* **EXERCISES TO COMPLETE**
1 - In the forum thread, why were the bleed nipples in such poor condition when Deniance bled the brakes and clutch?
2 - Summarize the forum thread in two sentences.
3 - List every branded product that bobbyjoeufb names in the forum thread.

I washed both cars yesterday and done an oil and filter change on one today


----------



## Mick (Jan 23, 2010)

changed a fuse so my cigarette lighter works again :tumbleweed:


----------



## bigmc (Mar 22, 2010)

Put some derv in and drove it.


----------



## Deniance (Jun 28, 2008)

bled my brakes and clutch today using a gunson eezibleed, with the multi purpose cap, absolute nightmare, cap had to be persuaded to become airtight, then every nipple was buggered because some end bell has removed the rubber caps and not replaced them!!!!!!!
had to clamp the line remove nipple, sand rust and dirt off, pierce hole and then drill down into the bleed nipple, took me all frigging day, oh and toyota put the clutch nipple in the hardest place in the world to get a spanner on it, but hey ho its done, best bit is that the removed fluid seemed fine, hardly any air in it, brake pedal seems a little stiffer though!!!!


----------



## Keir (Aug 31, 2010)

Pushed some dent out 
My arms aren't long enough to finish, but I'll keep trying.


----------



## bobbyjoeufb (Dec 29, 2011)

Snowfoamed the car, Iron-x Soap, Tardis, 2 Bucket Wash with Meguiars NXT Shampoo, Clayed, DA to apply Poorboys White Diamond Glaze finished with Meguairs NXT 2.0 Wax appiled by hand.


----------



## Grizzle (Jul 12, 2006)

Put some Tesco 99 in a drove it.


----------



## Elliott19864 (May 11, 2008)

Washed the windows so I could actually see out of them better, hasn't been washed all winter and I am doing 200 miles a week, it's quite a mess but just never have time to wash it.


----------



## ben.beesley (Aug 27, 2011)

Gave it a kick since its broken down, going to give it a nice power polish to say sorry when its fixed!!

Sent from my HTC Sensation XL with Beats Audio X315e using Tapatalk


----------



## sammatty (Jul 28, 2010)

sprayed part of the door following my girlfriend having a fight with the side of the garage door.


----------



## 182_Blue (Oct 25, 2005)

Summer wheels back on


----------



## Naddy37 (Oct 27, 2005)

Had it serviced at the dealership.

It's 2nd service in 5 months at 32k miles....:doublesho


----------



## gm8 (Apr 25, 2011)

just wrestled one of the handbrake cables out for replacement , what a pig of a job  goin to fit the new one , and a new armrest too after some lunch :thumb:


----------



## Sirmally2 (Feb 28, 2011)

(Location identification items)
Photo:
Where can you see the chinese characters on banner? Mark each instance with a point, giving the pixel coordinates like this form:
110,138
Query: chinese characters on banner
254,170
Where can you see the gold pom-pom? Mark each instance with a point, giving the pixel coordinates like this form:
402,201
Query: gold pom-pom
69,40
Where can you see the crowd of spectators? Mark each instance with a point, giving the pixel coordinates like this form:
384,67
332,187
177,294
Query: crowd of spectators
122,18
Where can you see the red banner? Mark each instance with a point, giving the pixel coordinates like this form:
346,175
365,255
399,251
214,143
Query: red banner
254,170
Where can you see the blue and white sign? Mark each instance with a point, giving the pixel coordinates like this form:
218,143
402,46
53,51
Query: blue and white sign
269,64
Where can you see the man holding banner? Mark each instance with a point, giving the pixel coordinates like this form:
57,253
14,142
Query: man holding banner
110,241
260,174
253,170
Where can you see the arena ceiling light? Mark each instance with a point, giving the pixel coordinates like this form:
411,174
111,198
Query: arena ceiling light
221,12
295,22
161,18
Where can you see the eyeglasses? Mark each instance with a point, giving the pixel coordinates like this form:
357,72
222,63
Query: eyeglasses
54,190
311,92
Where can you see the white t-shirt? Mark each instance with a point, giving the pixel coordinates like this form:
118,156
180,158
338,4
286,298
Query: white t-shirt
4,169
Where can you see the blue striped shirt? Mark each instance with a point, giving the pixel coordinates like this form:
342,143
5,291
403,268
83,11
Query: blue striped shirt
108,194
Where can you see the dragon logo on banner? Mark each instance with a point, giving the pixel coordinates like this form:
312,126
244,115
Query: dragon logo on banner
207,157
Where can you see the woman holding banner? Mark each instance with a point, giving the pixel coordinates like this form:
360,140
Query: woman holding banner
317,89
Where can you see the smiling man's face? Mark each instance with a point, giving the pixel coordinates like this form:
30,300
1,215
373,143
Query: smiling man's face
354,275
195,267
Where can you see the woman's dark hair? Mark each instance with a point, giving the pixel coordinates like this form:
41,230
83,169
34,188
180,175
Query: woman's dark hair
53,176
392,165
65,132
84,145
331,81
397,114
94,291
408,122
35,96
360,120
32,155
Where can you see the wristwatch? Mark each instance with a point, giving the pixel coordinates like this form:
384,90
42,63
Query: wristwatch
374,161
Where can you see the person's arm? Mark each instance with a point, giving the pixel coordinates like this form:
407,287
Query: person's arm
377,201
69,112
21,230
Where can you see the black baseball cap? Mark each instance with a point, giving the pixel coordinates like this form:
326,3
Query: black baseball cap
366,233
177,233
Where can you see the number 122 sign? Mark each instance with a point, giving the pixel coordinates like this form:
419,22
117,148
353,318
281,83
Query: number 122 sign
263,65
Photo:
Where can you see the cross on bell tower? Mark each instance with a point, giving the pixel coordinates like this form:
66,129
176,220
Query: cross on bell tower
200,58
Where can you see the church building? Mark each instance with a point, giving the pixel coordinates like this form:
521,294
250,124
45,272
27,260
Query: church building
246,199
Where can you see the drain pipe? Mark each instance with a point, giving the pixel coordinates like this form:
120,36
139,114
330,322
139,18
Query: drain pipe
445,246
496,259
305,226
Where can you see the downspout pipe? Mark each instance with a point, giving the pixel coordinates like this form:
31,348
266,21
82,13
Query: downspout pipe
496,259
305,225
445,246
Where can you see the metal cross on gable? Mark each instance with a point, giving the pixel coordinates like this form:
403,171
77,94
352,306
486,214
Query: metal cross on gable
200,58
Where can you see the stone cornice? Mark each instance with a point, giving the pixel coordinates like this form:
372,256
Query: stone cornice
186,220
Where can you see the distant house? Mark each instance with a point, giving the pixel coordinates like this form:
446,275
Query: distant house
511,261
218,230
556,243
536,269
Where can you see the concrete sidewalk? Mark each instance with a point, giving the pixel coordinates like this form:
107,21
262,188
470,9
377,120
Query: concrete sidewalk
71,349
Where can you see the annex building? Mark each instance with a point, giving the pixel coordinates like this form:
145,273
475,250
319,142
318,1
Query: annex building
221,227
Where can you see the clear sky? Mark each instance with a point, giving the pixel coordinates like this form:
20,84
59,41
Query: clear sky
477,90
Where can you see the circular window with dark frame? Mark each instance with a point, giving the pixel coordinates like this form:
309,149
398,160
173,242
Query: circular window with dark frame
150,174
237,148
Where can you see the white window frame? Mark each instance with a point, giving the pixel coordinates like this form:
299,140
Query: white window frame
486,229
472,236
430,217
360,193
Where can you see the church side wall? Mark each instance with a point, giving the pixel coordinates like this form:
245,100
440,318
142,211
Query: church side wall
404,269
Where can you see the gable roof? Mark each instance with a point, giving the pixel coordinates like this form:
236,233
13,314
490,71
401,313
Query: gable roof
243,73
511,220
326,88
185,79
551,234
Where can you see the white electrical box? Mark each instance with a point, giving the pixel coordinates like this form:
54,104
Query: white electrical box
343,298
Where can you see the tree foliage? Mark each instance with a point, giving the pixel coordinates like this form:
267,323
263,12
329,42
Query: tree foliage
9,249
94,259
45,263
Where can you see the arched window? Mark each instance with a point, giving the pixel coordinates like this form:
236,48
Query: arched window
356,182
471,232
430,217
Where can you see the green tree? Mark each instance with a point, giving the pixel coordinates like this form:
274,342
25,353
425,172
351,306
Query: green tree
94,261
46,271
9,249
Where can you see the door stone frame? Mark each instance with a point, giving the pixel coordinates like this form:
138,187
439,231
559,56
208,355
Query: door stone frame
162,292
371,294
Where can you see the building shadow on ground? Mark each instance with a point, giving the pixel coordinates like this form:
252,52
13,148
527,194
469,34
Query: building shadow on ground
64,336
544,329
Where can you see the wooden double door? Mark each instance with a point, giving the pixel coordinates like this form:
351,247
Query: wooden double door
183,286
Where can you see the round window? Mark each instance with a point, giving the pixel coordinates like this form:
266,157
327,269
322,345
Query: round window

* **ANSWERS PROVIDED**
1 - Someone had removed the rubber caps from the bleed nipples and never replaced them.

2 - Forum members describe jobs they did on their cars, such as washing, refueling, fitting summer wheels, changing the oil and filter, having a dealership service, and replacing a handbrake cable. One post describes a full day bleeding the brakes and clutch, during which each bleed nipple had to be cleaned of rust and dirt and then drilled.

3 -
Iron-x Soap
Tardis
Meguiars NXT Shampoo
Poorboys White Diamond Glaze
Meguairs NXT 2.0 Wax